**About this exercise:** Output, word for word, the span of lines that starts at the one containing "Keypoint placement: for each instance of the child in" and ends at the last line of the records.

**Material provided:**
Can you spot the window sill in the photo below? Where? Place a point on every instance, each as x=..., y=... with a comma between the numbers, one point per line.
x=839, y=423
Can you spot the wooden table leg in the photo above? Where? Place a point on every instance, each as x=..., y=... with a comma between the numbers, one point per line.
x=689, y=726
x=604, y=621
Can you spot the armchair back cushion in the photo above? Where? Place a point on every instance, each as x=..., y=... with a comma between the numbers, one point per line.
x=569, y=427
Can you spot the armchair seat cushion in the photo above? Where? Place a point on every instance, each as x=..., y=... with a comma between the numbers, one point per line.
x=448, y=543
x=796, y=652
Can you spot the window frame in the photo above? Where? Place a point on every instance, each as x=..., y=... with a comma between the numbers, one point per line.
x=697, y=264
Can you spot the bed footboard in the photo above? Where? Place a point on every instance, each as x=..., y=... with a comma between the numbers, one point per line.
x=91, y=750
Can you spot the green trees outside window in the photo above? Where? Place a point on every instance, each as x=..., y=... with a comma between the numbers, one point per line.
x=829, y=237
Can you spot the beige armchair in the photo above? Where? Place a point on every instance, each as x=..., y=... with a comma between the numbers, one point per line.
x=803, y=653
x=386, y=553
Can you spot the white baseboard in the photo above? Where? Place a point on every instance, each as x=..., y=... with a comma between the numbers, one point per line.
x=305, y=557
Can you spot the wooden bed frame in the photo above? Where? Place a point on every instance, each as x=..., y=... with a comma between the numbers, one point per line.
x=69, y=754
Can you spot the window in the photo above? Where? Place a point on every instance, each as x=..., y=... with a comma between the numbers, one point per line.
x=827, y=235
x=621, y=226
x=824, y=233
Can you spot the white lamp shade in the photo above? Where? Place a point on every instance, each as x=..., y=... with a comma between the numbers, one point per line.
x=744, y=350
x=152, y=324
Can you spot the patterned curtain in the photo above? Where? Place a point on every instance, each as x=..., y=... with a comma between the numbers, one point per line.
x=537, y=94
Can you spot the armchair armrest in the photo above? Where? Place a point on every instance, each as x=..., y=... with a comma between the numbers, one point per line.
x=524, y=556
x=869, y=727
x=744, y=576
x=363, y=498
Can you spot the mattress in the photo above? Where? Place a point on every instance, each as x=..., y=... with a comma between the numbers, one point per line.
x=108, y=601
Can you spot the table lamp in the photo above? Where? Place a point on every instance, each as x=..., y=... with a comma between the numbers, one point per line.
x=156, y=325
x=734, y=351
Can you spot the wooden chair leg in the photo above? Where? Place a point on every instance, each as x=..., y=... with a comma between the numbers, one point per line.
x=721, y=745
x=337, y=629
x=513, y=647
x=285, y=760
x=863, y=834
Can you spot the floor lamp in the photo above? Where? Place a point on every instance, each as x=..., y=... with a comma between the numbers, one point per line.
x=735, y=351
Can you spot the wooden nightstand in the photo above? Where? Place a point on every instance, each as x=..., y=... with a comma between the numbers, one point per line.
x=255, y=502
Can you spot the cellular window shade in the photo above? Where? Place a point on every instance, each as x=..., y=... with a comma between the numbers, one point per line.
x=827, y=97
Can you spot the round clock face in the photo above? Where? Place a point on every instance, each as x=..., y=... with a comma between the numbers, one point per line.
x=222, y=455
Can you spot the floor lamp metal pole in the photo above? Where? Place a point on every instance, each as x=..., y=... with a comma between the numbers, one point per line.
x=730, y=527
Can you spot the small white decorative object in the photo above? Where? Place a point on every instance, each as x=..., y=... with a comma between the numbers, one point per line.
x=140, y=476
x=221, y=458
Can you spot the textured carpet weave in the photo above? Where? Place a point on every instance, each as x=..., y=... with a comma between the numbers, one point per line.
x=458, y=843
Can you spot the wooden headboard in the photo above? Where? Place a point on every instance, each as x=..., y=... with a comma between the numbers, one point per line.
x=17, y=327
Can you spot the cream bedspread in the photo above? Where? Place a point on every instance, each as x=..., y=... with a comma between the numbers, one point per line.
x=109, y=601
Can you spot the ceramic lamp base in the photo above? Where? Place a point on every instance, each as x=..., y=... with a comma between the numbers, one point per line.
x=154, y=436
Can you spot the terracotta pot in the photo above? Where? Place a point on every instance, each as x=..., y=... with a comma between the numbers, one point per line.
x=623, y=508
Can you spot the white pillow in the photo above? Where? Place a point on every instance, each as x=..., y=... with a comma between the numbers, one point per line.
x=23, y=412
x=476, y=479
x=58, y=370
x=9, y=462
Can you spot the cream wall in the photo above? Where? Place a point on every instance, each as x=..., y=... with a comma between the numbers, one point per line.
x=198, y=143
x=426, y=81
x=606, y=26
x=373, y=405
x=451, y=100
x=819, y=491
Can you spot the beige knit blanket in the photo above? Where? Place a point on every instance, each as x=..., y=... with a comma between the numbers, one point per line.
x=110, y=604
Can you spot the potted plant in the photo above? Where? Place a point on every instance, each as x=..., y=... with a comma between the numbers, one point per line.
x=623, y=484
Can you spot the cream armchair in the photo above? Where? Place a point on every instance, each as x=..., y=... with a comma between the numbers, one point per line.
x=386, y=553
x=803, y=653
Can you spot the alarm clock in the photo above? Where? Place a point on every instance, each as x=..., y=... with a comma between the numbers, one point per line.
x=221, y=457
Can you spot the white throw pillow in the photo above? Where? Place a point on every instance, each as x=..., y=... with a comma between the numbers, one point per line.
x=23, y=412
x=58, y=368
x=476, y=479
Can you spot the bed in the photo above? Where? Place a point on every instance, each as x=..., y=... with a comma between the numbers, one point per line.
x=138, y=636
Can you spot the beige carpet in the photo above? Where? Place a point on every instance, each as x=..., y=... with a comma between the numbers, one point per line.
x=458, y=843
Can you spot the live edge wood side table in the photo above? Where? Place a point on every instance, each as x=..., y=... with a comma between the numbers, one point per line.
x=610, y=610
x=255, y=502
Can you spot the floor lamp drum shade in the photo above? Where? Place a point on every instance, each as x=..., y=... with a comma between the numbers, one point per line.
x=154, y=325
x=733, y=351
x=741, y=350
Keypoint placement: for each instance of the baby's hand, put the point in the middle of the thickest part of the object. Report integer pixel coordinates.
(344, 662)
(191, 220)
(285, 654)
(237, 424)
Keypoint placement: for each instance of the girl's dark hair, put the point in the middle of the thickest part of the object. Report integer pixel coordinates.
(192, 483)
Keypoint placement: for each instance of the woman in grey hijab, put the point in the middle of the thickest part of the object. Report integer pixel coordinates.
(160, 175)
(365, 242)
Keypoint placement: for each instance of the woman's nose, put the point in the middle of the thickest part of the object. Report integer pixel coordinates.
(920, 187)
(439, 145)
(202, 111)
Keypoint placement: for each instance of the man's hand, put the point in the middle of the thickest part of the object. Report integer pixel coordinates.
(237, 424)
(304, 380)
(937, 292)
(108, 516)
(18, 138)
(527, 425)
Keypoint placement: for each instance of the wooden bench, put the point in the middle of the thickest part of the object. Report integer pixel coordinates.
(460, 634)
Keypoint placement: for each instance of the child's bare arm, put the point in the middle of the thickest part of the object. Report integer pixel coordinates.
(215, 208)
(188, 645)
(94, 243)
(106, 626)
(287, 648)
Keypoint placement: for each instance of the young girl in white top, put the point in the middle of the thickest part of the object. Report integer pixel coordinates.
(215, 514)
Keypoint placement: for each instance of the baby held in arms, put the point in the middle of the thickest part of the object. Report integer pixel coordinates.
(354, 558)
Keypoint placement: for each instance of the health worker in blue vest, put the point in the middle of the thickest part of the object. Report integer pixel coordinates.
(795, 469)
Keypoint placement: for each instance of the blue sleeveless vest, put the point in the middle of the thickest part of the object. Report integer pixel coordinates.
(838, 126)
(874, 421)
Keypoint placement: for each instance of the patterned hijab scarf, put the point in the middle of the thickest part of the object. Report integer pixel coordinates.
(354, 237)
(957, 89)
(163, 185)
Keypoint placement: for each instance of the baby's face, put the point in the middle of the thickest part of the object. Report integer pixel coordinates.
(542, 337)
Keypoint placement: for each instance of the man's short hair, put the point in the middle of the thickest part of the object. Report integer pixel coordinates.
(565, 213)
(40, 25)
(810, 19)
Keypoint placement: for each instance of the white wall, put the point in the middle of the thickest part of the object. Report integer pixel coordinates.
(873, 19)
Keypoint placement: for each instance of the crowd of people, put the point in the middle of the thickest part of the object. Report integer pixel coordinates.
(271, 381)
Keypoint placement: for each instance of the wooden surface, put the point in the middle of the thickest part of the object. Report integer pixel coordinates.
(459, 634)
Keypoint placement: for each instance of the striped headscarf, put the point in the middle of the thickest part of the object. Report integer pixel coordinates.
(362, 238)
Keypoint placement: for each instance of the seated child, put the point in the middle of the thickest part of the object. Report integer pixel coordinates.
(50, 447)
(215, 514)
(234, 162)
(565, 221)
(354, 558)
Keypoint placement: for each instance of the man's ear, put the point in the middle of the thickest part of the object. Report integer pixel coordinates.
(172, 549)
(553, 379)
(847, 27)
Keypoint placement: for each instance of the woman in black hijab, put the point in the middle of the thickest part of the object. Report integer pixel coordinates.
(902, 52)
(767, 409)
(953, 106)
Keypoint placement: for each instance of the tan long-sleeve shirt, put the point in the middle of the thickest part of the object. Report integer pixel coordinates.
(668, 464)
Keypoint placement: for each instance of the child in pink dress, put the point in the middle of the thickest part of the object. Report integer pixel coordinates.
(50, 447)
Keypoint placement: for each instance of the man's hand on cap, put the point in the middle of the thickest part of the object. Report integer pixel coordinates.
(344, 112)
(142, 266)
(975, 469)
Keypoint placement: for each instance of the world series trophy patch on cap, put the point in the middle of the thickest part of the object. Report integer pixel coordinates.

**Finished task:**
Keypoint placement: for each instance of the child in pink dress, put the point in the middle of the thickest part of the object. Report integer pixel coordinates.
(50, 447)
Keypoint placement: for each instance of the man's hand on cap, put the point in the middle of the thickest part of the object. Report integer pixel coordinates.
(344, 112)
(142, 266)
(975, 469)
Keypoint placement: for each instance of the world series trophy patch on cap, put the point in the middle of the thickest part of the object. Report integer pixel coordinates.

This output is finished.